----- Exercise data
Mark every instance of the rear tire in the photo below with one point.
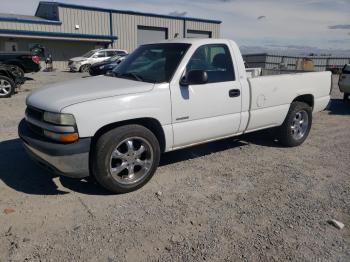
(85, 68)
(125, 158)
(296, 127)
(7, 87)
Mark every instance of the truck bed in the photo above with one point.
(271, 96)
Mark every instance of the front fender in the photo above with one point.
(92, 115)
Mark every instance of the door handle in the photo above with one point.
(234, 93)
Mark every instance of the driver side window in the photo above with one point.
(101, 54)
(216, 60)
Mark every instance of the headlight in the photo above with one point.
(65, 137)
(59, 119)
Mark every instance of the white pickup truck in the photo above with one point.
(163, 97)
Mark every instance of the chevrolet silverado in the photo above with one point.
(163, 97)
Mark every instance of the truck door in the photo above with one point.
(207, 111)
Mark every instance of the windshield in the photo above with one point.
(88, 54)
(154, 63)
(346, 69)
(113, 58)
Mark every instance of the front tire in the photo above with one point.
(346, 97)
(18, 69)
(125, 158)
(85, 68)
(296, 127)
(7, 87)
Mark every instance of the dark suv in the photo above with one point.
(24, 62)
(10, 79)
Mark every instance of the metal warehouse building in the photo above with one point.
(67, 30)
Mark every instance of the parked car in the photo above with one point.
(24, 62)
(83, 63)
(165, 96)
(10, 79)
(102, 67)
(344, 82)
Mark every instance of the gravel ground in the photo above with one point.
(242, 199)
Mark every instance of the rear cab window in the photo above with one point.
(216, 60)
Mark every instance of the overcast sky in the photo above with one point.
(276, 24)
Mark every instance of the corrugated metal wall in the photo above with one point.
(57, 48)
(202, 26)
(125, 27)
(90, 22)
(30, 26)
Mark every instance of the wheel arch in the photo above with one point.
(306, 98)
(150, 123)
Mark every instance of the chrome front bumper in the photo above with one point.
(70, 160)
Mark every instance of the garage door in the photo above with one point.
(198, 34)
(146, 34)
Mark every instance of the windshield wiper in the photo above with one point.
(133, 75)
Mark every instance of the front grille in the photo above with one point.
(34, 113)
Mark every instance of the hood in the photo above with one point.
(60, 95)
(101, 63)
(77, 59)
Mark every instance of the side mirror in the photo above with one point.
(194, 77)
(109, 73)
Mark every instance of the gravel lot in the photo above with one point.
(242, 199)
----------
Task item:
Repeat exactly, and only, the lines from the line containing "Mark every instance of the garage" through the last line of the records above, both included.

Response for this exercise:
Mark every instance of the garage door in the photo above with one point.
(198, 34)
(146, 34)
Mark every instance of the windshield wiper in the photo above with one point.
(133, 75)
Mark every instance of the front grille in the photo above with one point.
(34, 113)
Mark every instance of the hood in the photo above with one point.
(60, 95)
(101, 63)
(77, 59)
Mark every instance of the side mirror in the photo above with one point.
(194, 77)
(109, 73)
Mark every instance of the gravel lot in the photo above with one point.
(242, 199)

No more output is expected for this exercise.